___ Выбранный отрывок

В “Зимней сказке” спасительной жертвой, позволяющей остальным опомниться и
начать воссоздавать разделенный мир, является странный мальчик Мамиллий — если бы известие о его смерти не пришло вслед за
объявленным решением оракула, возможно, Леонт
усомнился бы и в правоте богов. А восстановление единства мира имеет в итоге
главную цель. Дело в том, что финал пьесы выглядит еще более загадочным, чем
начало и странная сказка Мамиллия. Я уже говорил, что
первый уровень понимания находится здесь: Паулина
прятала у себя Гермиону все эти шестнадцать лет и вот
теперь таким эксцентричным способом решила вернуть ее мужу. Но, с другой
стороны, трудно поверить, что Леонт не присутствовал
на похоронах своей жены, он и сам признает, что видел ее мертвой, дух Гермионы явился — и не во сне! — слуге, который увозил ее
маленькую дочь. Эти и некоторые другие факты позволяют допустить, что речь
действительно идет о чуде воскрешения-оживления мраморной статуи: камень
становится живым (вспомним, по принципу противоположности, финал “Идиота”, где
тоже как бы в алькове, за занавесом, лежит тело Настасьи Филипповны, бывшее
когда-то живым, а ныне ставшее мрамором). Оставляя сейчас в стороне миф о Пигмалионе и возвращаясь к
“Зимней сказке”, скажу, что чудо воскрешения становится возможным только после
того, как окончательно восстанавливается единство мира, все становятся членами
одной семьи.
У
персонажей пьесы значимые имена, не буду подробно на этом останавливаться,
скажу лишь, что Гермионой, помимо дочери Менелая и Елены, звали еще и святую мученицу II века нашей
эры, дочь апостола Филиппа Диакона, равно почитаемую и православными, и
католиками, и по-гречески ее имя значит “соединяющая”. Кроме того,
шекспировская Гермиона — единственная русская из всех
его персонажей, дочь русского царя, и любопытно, как говорит о нем Гермиона: “Когда б он жил еще / И
видел суд над дочерью любимой, / Он взором состраданья, но не мести / Измерил
бы всю горечь мук моих”.

______

• **Цель задания**:
Продолжите отрывок о «Зимней сказке» Шекспира, начав сразу после его последнего предложения.

___ Извлечённый список

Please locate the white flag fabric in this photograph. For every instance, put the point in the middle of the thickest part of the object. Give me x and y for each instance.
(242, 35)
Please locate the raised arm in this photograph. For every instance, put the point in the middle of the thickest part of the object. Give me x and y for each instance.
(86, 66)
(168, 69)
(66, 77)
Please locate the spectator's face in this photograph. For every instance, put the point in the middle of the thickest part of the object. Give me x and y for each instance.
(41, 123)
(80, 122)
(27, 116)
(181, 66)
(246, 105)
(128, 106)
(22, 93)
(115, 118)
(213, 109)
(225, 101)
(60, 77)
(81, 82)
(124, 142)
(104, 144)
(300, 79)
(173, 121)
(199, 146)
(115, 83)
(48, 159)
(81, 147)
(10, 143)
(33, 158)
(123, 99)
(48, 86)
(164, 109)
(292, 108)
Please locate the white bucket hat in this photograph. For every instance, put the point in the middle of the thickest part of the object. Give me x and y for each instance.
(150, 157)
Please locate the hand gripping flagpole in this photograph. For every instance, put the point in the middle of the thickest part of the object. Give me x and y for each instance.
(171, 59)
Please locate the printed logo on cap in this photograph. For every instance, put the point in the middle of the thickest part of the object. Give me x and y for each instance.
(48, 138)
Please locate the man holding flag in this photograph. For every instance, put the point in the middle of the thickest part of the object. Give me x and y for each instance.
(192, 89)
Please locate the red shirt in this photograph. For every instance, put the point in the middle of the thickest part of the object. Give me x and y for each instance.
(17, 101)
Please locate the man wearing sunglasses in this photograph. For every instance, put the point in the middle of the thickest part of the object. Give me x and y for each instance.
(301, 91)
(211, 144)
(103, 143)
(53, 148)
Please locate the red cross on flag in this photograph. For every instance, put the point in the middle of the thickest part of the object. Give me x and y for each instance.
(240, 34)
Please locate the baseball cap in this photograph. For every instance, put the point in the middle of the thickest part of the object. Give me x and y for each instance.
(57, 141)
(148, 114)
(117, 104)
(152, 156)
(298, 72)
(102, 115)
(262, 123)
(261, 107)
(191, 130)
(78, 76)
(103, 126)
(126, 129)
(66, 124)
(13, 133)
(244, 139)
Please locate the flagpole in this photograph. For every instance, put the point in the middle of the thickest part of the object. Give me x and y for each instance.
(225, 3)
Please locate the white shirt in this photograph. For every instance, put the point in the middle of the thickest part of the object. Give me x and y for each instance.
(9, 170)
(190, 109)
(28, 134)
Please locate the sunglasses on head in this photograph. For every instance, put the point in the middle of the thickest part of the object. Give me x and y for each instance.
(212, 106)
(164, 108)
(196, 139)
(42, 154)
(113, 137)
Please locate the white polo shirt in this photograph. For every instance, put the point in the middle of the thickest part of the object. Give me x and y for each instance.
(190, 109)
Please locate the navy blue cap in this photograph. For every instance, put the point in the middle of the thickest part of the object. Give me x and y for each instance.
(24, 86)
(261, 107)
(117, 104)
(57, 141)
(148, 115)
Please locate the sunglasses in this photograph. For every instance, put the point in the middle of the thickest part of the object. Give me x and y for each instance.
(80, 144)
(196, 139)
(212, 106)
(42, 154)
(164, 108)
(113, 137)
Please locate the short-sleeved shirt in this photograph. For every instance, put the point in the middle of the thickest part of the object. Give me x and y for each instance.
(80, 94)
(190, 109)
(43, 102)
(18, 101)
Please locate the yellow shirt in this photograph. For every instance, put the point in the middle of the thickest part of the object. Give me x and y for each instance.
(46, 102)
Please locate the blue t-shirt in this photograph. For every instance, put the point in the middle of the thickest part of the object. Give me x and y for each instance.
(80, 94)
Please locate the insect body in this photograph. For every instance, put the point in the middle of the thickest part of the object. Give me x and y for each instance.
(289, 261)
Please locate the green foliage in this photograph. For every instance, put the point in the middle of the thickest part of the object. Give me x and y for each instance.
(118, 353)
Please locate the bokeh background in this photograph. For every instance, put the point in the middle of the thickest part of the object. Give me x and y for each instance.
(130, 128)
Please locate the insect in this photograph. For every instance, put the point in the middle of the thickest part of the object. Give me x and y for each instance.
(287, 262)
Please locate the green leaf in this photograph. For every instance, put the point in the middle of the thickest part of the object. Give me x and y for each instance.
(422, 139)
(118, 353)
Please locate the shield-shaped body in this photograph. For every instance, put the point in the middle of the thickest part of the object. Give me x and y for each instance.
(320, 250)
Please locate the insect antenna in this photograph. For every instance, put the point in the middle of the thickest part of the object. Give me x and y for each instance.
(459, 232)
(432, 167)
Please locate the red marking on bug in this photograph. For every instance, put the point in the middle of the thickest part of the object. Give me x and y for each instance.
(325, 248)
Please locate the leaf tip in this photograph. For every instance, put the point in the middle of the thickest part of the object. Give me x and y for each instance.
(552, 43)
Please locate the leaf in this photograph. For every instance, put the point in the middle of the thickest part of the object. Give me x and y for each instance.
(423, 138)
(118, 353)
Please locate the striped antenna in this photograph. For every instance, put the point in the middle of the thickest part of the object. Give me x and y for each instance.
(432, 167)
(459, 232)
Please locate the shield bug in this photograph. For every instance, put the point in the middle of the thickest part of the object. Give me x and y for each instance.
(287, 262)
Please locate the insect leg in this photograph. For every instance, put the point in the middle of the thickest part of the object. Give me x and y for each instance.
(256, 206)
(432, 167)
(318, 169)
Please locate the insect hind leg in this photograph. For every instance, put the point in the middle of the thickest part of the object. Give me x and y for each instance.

______

• **Итог задания**:
Думается, не надо долго говорить
о том, насколько близко все это роману “Братья Карамазовы”, насколько близки Мамиллий и Илюша Снегирев, тема оживающего камня,
становящегося центром обновляемого мира (у Достоевского — Илюшин камень, под
которым мальчик просил похоронить его и возле которого в финале собираются
Алеша Карамазов с мальчиками, и отсюда аллюзия — краеугольный камень, Христос),
тема воскресения, становящегося возможным только после восстановления утраченного братства у постели
умирающего Илюши. Нельзя не отметить здесь, что вообще очень характерное для
многих шекспировских пьес противостояние языческих и христианских норм и
принципов мировидения чрезвычайно значимо и для понимания романа “Братья
Карамазовы”, вспомним хотя бы слова старца Зосимы: “Теперь общество
христианское пока еще само не готово <…> в ожидании своего полного
преображения из общества как союза почти еще языческого во
единую вселенскую и владычествующую Церковь”. Это преображение языческого мира Скотопригоньевска происходит в романе Достоевского
буквально на глазах читателя. В первых актах “Зимней сказки”,
несмотря на приведенные рассуждения о первородном грехе, герои живут как бы еще
в языческое время (обращения к Аполлону, дельфийскому оракулу и т. п.), а во
второй части доминируют уже христианские ценности (и главные из них — покаяние
и прощение обид), неким же промежуточным звеном служит вдруг, как бы ни с того ни
с сего, вторгающаяся пляска сатиров (правда, в роли сатиров здесь —
переодетые богемские крестьяне). Вспомним
еще, что в финале “Зимней сказки” мать обнимает виновника смерти своего сына —
как в той будущей гармонии, против которой бунтует Иван Карамазов (здесь все
еще усложняется тем, что этот виновник — отец ребенка).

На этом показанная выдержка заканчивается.